» **Given request**
Copy out the lines of the data below verbatim, starting at the line that contains "of the plank" and ending at the line that contains "column 195, row 110", both included.

» **Supplied data**
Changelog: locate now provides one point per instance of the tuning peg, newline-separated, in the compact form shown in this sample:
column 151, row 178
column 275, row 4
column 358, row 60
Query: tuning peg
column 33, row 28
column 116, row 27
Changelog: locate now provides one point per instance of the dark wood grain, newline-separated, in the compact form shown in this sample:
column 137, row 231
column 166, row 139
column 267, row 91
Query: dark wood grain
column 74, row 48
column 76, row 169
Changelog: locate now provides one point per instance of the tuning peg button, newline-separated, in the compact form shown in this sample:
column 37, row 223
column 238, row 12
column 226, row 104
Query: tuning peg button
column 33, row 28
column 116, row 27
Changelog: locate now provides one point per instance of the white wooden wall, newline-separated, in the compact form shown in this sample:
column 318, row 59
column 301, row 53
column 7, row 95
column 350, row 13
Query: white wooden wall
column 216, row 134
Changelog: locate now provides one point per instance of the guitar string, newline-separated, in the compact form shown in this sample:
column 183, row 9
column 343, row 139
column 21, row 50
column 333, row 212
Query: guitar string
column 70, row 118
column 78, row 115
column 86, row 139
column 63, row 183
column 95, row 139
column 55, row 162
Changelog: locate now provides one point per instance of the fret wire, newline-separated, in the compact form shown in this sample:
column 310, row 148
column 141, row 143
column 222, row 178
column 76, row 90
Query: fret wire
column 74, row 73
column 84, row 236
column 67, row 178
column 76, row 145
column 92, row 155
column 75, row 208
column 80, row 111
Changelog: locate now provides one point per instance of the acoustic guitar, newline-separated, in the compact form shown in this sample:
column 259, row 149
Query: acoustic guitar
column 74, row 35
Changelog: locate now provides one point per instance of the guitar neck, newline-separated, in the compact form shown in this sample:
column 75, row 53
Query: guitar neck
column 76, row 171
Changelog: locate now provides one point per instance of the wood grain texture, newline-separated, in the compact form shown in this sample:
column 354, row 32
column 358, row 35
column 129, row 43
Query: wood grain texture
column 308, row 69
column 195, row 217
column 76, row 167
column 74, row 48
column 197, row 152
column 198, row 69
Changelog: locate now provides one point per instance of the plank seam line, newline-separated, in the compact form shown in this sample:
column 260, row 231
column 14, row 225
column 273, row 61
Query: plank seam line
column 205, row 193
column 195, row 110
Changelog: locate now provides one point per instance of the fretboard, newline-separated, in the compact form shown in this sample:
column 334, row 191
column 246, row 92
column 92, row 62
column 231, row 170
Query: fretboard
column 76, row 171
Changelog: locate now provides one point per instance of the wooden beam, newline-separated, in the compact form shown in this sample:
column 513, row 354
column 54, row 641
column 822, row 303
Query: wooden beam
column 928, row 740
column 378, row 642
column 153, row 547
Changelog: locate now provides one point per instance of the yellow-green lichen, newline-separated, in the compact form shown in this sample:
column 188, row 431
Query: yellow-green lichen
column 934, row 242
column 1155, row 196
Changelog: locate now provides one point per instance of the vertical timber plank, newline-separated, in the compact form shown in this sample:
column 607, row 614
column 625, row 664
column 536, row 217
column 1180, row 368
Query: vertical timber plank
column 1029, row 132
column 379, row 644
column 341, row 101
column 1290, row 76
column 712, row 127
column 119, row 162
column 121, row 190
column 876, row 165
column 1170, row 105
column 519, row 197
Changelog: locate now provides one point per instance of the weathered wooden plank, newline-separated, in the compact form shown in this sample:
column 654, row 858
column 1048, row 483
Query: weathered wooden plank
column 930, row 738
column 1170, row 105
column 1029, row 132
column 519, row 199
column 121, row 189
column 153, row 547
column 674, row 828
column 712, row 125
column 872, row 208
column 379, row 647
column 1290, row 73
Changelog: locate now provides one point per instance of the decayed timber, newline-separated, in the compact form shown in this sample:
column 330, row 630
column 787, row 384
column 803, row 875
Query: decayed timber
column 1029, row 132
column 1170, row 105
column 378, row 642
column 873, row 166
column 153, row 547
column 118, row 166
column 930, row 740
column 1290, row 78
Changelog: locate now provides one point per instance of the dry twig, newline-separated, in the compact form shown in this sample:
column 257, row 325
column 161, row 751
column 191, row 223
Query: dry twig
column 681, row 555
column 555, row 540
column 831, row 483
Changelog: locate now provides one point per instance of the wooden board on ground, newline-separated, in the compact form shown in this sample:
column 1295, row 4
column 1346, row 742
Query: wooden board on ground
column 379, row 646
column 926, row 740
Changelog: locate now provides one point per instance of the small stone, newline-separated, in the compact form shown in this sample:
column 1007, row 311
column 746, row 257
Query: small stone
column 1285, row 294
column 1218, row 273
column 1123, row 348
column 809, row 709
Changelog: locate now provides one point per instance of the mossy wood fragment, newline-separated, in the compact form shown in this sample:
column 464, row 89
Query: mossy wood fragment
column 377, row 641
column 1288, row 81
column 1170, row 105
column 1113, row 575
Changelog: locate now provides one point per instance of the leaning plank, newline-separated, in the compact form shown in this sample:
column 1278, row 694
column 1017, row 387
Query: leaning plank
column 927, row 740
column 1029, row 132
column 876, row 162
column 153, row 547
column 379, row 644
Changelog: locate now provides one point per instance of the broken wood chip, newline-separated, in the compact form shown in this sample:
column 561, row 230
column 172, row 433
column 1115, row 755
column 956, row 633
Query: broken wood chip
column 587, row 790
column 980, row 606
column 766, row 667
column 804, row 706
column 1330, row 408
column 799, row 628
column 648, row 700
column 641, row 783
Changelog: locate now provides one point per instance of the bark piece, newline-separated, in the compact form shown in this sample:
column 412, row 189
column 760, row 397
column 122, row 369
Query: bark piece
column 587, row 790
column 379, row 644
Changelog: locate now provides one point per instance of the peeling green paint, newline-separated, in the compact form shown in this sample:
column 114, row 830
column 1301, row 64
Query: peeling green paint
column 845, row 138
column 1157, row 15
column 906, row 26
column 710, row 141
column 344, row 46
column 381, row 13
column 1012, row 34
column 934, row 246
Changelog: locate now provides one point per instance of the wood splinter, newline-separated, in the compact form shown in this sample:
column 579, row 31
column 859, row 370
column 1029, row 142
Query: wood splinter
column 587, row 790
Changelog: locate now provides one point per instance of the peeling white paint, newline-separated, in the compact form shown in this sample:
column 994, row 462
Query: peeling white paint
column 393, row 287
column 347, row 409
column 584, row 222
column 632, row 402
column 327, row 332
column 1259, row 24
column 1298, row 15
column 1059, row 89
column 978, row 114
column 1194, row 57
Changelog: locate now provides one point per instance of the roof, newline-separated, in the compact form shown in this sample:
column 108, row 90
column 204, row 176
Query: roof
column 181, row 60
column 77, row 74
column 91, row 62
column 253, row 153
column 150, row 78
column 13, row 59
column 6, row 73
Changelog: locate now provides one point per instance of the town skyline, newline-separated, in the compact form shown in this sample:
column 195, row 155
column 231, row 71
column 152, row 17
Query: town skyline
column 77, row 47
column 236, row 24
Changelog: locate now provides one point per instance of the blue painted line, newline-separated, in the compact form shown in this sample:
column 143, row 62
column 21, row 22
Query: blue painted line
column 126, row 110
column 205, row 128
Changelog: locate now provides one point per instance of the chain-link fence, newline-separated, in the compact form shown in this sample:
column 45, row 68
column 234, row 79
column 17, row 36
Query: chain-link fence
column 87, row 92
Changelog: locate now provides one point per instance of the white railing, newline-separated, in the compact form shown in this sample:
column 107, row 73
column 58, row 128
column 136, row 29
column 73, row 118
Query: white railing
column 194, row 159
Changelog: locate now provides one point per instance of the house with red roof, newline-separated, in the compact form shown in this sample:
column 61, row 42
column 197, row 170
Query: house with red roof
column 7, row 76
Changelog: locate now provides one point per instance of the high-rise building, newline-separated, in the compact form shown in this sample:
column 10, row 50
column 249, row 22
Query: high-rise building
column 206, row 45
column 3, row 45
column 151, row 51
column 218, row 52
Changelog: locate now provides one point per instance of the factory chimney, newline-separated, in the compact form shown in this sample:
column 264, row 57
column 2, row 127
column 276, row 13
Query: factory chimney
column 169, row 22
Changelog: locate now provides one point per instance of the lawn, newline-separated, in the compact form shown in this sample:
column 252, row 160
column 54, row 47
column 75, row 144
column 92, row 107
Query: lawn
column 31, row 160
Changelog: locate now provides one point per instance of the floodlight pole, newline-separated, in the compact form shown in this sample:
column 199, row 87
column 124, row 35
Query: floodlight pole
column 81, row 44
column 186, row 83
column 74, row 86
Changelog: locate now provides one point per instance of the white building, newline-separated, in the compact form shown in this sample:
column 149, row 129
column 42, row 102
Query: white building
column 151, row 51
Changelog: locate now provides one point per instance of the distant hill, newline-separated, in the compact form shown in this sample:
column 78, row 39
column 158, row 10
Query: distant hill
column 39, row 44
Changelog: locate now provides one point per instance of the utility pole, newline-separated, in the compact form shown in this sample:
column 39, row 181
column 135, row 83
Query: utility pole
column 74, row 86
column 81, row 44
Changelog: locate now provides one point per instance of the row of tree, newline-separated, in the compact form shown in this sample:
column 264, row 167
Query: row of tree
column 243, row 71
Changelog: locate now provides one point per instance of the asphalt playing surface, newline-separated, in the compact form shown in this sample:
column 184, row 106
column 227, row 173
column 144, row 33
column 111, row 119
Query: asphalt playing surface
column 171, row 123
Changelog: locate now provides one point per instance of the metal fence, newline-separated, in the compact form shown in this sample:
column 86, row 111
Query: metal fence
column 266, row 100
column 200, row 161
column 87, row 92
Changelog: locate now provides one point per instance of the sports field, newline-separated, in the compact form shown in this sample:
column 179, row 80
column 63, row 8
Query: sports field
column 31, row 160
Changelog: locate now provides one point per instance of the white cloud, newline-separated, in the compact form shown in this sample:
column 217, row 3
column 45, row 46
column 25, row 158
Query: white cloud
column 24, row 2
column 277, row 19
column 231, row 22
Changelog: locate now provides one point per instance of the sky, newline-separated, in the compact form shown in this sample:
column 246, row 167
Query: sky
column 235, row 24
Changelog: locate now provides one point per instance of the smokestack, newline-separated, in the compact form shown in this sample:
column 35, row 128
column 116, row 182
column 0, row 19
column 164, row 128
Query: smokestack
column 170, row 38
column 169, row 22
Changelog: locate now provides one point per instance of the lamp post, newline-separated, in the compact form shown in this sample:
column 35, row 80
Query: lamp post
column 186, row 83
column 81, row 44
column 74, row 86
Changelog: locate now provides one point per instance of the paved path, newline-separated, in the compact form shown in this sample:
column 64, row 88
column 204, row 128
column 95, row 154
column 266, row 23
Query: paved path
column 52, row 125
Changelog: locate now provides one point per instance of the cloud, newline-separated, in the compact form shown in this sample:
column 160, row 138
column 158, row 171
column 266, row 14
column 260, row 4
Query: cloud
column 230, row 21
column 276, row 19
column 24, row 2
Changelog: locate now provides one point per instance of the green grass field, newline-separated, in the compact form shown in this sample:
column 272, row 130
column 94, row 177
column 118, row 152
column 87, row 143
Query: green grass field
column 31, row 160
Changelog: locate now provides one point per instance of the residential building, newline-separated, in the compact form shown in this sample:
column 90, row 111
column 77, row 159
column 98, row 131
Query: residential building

» **Expected answer**
Changelog: locate now provides one point per instance of the plank seam line, newline-separated, in the compact form shown in this sample:
column 260, row 231
column 14, row 225
column 273, row 61
Query: plank seam line
column 205, row 193
column 195, row 110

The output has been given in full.